Aufgaben:
a – Gib aus dem Reisebericht den Abschnitt wortgetreu wieder, der mit den Worten "Zu Fuß nach" anfängt und mit "Indien Weltgeltung verschafften." aufhört.
b – Beantworte zum Reisebericht:
(i) In welchen Jahren drehte Fritz Lang „Der Tiger von Eschnapur“ und „Das indische Grabmal“?
(ii) Worüber fährt der Bus, als die Fahrbahn vor einem Flusstal plötzlich aufhört?
(iii) Als was wird Rudyard Kipling bezeichnet?

Zu Fuß nach Indien
Alles? Nein. Da gibt es noch das Dschungelbuch des Besatzungsoffiziers Rudyard Kipling – Vorlage für einen tollen Film. Kipling schrieb aber auch, jedes englische Soldatengrab in Indochina sei ein Fleckchen Erde, „that is forever England“. Weit gefehlt. Denn da kamen noch etliche Befreiungskriege sowie Mahatma Gandhi, Nehru und Indira Gandhi – die dem freien Indien Weltgeltung verschafften.
Viele (West-) Deutsche faszinierte ein anderes Indien-Bild. 1958/59, lange vor Bollywood, drehte Fritz Lang mit Debra Paget und Paul Hubschmid die Abenteuerschnulzen „Der Tiger von Eschnapur“ und „Das indische Grabmal“. Diese Kassenschlager weckten bei vielen Zuschauern heftiges Fernweh; aber das konnten sie wegen der gigantischen Flugpreise vorerst nur an der Adria befriedigen. Erst die Himalaya-Gurus, die Seelenfrieden und eine schmerzfreie Wiedergeburt versprachen, lockten die Vorläufer der heutigen Rucksacktouristen in die Region – noch ganz ohne Internet und GPS. Im Vergleich dazu sind wir schon fast Luxusreisende …
Später wird die Straße holpriger, Baustellen mit Sand, Schlamm oder Schotter. Vor einem Flusstal hört die Fahrbahn plötzlich ganz auf – aber da ist ja noch die alte, einspurige Eisenbahnbrücke. Ein heftiger Schwenk und wir steuern auf das Stahlgerüst zu. Die Schienen klemmt der Fahrer zwischen die Busräder – und schon rütteln uns die von Sand bedeckten Holzschwellen durch. Zwischen unseren Bordwänden und den Nieten des Brückengeländers bleibt so wenig Platz, dass ich jede Sekunde schreienden Stahl erwarte – aber wir halten Kurs. Als Chrissie endlich den Fotoapparat herausgekramt hat, ist der Spaß schon vorbei …
„Niemandsland, niemands Klo“, witzele ich und bin dann froh, dass Männer ja – ganz egoistisch – etwas mehr Abstand vom Füllort halten können. Auf die paar Tropfen kommen es hier wirklich nicht mehr an.

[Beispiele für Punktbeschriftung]
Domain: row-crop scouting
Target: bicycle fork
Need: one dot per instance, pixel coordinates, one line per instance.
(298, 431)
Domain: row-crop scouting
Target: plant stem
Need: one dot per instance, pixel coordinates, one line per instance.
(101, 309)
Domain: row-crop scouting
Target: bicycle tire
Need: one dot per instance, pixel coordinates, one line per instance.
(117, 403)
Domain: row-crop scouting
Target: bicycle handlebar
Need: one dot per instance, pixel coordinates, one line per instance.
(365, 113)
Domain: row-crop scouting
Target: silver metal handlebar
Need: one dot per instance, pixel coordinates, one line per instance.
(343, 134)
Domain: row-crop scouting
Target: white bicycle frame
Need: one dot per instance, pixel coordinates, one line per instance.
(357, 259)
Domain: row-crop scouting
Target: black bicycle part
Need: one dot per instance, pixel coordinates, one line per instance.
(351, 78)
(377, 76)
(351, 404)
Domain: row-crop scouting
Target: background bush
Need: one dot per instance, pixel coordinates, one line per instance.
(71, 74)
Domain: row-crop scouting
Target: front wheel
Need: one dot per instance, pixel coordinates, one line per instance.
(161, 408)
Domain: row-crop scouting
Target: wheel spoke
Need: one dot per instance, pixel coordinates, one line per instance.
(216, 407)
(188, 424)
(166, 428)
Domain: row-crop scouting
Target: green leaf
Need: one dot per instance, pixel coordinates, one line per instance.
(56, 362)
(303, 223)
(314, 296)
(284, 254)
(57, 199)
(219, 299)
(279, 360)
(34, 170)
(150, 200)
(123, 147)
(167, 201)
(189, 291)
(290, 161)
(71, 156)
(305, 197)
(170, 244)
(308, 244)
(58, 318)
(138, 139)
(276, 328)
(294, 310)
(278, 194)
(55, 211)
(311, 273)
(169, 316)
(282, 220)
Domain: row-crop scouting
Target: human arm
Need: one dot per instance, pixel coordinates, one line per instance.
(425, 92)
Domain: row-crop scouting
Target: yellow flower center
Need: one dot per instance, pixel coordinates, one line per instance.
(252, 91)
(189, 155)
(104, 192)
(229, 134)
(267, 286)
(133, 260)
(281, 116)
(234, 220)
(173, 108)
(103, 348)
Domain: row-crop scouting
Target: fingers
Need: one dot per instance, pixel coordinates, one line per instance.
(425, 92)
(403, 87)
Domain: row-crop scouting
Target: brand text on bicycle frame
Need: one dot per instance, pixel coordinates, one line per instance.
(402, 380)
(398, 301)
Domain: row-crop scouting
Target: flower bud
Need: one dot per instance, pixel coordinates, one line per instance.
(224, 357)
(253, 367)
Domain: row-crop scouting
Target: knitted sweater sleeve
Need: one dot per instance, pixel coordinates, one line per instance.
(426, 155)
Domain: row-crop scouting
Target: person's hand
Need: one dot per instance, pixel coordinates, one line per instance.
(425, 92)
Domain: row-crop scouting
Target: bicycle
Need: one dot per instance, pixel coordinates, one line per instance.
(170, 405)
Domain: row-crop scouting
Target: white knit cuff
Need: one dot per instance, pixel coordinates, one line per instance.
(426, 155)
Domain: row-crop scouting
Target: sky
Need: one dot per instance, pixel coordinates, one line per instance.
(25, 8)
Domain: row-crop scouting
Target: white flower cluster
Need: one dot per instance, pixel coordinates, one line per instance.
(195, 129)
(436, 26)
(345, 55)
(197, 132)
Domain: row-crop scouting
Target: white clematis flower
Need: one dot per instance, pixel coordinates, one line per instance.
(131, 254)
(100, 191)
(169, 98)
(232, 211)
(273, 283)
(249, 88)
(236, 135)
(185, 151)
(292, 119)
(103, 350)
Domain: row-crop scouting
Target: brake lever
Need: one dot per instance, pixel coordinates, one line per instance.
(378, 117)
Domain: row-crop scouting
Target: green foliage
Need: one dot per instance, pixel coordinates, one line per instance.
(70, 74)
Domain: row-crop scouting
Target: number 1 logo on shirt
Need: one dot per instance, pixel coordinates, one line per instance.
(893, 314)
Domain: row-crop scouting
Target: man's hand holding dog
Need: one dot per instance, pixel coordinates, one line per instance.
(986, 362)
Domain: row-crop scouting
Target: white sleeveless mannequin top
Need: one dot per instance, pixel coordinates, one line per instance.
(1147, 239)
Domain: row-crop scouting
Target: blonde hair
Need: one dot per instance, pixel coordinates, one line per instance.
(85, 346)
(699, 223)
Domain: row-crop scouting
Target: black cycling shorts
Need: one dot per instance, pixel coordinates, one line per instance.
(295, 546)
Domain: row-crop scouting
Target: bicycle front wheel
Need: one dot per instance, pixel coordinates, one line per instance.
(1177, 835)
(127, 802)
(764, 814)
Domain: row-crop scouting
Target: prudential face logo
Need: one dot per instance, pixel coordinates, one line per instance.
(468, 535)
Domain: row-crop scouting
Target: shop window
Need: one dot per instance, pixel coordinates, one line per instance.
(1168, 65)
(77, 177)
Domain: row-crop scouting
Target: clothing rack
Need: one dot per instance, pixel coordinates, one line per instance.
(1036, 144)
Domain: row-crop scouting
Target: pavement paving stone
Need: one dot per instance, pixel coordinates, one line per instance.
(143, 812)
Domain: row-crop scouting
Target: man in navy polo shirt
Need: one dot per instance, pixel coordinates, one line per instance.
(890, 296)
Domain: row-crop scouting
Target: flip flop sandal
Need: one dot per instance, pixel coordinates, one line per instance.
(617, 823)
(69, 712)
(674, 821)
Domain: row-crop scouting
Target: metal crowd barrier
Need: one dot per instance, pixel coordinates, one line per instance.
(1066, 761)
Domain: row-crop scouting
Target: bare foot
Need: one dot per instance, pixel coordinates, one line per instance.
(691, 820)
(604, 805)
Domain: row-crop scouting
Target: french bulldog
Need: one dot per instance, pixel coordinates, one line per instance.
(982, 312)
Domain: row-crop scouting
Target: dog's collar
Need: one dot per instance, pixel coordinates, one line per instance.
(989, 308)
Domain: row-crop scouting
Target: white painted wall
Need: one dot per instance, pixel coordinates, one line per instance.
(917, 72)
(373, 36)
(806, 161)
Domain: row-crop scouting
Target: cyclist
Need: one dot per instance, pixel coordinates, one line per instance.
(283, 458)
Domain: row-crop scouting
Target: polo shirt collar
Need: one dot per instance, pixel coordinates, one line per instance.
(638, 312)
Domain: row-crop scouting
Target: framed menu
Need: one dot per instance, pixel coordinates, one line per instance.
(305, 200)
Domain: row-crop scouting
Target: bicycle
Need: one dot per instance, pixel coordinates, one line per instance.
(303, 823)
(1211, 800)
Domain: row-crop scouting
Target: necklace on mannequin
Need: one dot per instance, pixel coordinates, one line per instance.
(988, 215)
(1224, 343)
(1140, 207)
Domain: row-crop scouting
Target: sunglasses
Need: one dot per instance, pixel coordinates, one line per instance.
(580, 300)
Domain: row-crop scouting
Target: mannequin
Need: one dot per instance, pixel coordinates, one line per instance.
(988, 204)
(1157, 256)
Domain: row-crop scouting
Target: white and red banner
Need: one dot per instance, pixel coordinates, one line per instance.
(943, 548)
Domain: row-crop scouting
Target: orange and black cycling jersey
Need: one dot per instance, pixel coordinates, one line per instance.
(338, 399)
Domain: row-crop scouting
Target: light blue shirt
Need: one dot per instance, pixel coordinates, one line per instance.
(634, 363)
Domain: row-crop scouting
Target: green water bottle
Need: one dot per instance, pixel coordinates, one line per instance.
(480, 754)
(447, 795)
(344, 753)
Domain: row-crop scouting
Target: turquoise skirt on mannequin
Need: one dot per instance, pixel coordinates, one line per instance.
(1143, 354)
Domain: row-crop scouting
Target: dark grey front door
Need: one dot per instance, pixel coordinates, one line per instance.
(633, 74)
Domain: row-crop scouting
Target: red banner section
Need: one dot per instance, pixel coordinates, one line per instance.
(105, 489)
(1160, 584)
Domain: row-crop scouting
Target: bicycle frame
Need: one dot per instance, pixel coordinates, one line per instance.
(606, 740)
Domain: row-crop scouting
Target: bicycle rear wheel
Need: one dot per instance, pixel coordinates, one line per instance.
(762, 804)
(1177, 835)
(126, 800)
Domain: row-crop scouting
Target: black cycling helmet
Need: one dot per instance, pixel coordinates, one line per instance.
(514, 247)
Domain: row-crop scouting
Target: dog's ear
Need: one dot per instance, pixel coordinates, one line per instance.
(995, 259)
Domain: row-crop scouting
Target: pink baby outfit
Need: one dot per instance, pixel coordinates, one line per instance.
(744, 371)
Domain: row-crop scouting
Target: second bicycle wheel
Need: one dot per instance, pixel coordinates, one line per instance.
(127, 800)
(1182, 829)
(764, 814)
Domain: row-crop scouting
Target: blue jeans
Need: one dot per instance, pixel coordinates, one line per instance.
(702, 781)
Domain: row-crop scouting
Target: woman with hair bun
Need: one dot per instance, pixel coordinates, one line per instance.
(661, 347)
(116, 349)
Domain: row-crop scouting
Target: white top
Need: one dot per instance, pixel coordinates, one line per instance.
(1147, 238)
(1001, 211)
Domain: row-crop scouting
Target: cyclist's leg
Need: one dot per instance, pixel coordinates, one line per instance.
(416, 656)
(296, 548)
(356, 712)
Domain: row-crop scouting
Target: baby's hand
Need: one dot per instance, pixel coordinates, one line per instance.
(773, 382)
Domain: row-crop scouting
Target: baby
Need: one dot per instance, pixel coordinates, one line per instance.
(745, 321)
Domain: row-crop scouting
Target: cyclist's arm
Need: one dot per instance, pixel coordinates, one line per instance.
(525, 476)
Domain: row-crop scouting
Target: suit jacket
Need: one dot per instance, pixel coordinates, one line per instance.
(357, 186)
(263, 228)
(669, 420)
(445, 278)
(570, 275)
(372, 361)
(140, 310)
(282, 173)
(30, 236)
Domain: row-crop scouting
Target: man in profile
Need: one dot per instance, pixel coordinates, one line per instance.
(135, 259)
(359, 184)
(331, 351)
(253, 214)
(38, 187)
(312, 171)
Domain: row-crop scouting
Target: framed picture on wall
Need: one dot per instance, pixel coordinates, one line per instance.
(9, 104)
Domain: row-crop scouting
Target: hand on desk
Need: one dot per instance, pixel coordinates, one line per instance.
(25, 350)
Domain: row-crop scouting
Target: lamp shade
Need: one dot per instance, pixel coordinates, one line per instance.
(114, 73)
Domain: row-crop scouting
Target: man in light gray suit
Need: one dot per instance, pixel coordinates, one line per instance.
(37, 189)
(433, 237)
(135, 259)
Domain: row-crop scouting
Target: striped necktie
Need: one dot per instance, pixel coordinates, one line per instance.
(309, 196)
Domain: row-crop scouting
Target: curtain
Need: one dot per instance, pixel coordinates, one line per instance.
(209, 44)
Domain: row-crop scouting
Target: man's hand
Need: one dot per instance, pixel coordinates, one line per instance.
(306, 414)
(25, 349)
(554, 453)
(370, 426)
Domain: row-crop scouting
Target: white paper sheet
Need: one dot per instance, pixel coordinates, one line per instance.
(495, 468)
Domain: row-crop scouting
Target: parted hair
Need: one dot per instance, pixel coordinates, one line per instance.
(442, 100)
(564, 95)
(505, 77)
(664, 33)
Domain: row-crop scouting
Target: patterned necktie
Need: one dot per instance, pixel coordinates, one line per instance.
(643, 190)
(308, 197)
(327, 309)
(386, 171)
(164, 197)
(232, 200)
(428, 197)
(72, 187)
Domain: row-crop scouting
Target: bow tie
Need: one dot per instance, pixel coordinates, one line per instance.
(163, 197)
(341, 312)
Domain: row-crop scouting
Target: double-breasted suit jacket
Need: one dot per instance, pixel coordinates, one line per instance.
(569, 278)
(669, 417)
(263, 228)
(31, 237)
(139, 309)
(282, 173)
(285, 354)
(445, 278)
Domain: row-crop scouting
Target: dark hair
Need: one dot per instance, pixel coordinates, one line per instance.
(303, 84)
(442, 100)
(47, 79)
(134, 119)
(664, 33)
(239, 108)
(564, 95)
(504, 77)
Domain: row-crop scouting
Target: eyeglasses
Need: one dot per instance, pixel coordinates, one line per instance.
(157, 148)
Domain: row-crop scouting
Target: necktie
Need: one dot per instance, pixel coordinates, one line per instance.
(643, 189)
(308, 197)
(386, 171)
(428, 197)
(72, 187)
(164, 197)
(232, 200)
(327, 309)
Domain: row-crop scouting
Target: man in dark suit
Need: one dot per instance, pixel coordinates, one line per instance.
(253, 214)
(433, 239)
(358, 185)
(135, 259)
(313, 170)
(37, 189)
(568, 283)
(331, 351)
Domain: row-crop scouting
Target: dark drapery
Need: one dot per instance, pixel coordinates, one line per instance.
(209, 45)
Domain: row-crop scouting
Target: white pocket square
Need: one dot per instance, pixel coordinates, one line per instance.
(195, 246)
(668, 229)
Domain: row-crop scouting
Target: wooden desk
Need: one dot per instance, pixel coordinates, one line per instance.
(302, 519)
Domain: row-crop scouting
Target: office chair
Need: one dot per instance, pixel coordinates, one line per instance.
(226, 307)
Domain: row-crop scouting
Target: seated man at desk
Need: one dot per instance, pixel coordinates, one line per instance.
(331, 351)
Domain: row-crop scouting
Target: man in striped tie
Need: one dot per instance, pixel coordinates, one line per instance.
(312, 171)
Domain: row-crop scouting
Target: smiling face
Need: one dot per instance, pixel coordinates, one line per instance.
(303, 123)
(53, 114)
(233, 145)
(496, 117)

Antworten in Reihenfolge:
a –
Zu Fuß nach Indien
Alles? Nein. Da gibt es noch das Dschungelbuch des Besatzungsoffiziers Rudyard Kipling – Vorlage für einen tollen Film. Kipling schrieb aber auch, jedes englische Soldatengrab in Indochina sei ein Fleckchen Erde, „that is forever England“. Weit gefehlt. Denn da kamen noch etliche Befreiungskriege sowie Mahatma Gandhi, Nehru und Indira Gandhi – die dem freien Indien Weltgeltung verschafften.

b –
(i) 1958/59
(ii) Über die alte, einspurige Eisenbahnbrücke
(iii) Als Besatzungsoffizier